### What to work on
Which lines of the records contain the word "rough"? Show each of them.

### Collected data
+===+

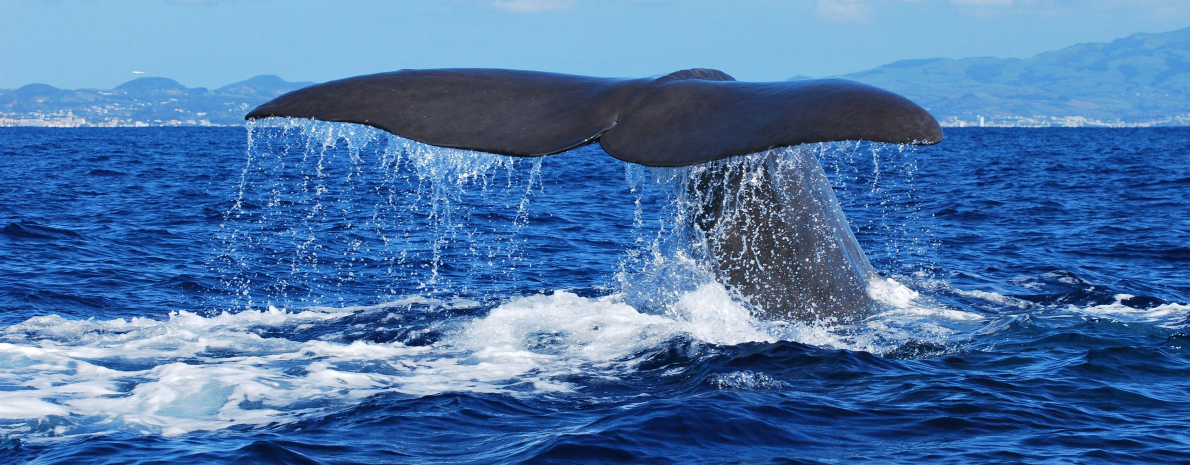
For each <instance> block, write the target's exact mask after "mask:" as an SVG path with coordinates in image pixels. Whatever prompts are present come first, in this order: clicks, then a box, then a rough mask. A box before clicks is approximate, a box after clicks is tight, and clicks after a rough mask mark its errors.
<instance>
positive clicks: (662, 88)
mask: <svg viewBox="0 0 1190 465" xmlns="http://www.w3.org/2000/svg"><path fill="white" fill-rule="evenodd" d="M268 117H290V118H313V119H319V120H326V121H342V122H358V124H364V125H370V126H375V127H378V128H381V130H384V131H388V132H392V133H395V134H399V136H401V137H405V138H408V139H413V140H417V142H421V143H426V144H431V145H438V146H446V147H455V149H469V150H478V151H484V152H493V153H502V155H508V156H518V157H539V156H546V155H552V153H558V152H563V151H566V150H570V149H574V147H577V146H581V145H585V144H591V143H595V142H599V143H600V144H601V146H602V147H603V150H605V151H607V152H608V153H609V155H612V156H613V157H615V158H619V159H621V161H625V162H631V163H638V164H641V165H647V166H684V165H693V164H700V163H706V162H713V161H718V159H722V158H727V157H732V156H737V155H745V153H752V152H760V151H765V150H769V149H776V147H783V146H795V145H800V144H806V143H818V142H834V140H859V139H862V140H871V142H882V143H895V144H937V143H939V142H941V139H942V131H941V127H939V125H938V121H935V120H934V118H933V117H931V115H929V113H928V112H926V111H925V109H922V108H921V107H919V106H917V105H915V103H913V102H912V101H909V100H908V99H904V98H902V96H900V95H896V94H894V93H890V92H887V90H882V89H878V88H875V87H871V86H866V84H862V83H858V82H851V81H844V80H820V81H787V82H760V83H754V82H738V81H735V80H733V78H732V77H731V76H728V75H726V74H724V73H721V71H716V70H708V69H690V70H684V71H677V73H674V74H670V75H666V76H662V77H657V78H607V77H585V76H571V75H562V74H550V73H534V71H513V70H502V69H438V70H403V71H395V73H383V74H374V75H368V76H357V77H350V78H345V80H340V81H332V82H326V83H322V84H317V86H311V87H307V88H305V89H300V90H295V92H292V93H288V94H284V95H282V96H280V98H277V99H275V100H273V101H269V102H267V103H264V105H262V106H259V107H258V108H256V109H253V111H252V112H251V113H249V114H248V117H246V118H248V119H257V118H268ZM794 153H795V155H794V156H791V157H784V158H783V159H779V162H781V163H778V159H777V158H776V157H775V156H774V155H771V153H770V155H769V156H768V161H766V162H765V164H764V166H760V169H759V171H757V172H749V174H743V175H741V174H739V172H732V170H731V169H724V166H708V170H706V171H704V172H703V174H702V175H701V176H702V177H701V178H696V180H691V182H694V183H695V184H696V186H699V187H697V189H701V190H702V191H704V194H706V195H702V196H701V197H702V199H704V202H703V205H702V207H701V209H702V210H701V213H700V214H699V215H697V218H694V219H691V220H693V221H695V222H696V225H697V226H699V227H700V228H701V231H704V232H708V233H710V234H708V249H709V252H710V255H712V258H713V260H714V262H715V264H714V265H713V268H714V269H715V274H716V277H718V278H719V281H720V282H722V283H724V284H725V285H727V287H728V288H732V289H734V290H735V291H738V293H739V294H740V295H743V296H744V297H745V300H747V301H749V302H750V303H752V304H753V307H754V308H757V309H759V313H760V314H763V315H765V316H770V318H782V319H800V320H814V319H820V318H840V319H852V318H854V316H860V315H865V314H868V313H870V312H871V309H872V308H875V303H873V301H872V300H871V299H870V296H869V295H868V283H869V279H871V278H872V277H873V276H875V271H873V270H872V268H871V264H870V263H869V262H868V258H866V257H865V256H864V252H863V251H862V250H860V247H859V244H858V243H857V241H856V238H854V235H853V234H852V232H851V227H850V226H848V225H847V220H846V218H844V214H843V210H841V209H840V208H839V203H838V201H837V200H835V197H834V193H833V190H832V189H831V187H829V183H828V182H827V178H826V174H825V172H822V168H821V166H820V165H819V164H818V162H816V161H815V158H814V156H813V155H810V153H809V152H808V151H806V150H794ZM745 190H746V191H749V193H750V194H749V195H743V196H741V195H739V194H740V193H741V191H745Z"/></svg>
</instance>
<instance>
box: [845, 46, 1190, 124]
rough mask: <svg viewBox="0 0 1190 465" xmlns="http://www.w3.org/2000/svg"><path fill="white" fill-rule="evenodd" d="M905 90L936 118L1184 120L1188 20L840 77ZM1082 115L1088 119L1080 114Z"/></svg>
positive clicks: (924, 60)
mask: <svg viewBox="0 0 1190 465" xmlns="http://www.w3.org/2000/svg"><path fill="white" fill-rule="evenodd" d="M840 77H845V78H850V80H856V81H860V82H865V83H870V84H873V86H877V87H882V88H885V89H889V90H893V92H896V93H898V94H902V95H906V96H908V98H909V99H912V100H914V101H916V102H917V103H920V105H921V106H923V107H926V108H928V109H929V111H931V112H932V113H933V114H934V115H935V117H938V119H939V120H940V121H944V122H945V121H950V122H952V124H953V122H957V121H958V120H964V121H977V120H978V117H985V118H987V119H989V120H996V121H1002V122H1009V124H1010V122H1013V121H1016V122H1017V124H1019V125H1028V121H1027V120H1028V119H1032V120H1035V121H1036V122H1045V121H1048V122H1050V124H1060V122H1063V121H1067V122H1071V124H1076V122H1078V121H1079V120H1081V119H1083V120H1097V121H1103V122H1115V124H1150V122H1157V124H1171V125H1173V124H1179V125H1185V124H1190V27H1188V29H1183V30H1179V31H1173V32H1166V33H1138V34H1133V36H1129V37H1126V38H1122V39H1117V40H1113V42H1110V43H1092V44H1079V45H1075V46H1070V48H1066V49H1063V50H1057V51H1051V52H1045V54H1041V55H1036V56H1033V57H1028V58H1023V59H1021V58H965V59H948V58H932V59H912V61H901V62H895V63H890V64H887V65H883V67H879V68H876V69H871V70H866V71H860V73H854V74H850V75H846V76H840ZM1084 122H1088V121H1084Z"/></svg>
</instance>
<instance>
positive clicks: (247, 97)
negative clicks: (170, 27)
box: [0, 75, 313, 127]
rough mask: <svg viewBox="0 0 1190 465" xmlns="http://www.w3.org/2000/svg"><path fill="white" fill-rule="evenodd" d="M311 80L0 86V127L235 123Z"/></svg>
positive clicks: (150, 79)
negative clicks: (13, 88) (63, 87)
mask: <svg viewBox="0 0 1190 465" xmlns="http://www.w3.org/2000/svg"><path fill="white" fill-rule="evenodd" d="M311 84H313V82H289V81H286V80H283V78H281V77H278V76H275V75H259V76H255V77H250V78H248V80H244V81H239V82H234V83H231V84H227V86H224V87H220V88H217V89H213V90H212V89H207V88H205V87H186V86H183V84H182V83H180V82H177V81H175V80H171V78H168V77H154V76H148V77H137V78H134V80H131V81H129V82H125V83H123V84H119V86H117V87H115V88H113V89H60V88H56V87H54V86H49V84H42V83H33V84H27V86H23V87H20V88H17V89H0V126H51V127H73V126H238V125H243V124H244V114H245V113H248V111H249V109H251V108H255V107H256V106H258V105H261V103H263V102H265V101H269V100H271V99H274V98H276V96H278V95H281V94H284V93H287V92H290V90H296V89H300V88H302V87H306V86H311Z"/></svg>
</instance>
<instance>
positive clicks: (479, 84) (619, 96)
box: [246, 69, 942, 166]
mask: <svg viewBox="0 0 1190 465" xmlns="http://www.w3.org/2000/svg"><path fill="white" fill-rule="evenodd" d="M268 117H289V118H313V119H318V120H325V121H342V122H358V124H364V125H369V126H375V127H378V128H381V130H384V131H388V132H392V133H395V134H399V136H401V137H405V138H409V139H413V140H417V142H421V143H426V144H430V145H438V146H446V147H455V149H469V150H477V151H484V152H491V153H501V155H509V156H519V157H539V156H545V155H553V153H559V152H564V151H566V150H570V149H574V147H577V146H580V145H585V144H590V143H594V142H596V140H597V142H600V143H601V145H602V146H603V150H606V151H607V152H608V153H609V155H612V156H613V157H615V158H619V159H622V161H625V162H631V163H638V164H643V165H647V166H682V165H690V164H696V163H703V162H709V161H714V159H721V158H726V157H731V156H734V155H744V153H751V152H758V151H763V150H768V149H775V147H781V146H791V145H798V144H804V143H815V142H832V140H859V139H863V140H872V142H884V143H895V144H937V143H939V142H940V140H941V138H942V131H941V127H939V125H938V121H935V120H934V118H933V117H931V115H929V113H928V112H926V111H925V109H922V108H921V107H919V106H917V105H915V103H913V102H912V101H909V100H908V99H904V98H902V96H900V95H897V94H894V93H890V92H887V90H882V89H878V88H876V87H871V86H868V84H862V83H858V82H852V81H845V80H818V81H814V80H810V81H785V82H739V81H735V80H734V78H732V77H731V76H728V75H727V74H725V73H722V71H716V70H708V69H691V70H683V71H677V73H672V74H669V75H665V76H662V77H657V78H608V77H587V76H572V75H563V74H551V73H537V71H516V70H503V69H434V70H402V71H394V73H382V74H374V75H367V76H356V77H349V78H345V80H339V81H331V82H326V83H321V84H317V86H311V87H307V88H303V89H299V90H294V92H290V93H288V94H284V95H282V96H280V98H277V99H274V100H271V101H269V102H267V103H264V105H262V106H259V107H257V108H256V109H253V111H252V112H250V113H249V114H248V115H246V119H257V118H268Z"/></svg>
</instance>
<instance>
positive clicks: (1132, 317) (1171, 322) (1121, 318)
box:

+===+

### Final answer
For each <instance> block, write the target's exact mask after "mask:" as an SVG path with coordinates in image pixels. Whatever prompts are present come first, in this order: clicks, then a box, then a rough mask. A box before clicks is approximate, a box after clicks is tight, and clicks after a rough mask mark its errors.
rough mask: <svg viewBox="0 0 1190 465" xmlns="http://www.w3.org/2000/svg"><path fill="white" fill-rule="evenodd" d="M905 90L936 118L1184 120L1188 20L840 77ZM1082 115L1088 119L1080 114Z"/></svg>
rough mask: <svg viewBox="0 0 1190 465" xmlns="http://www.w3.org/2000/svg"><path fill="white" fill-rule="evenodd" d="M311 80L0 86V127L235 123Z"/></svg>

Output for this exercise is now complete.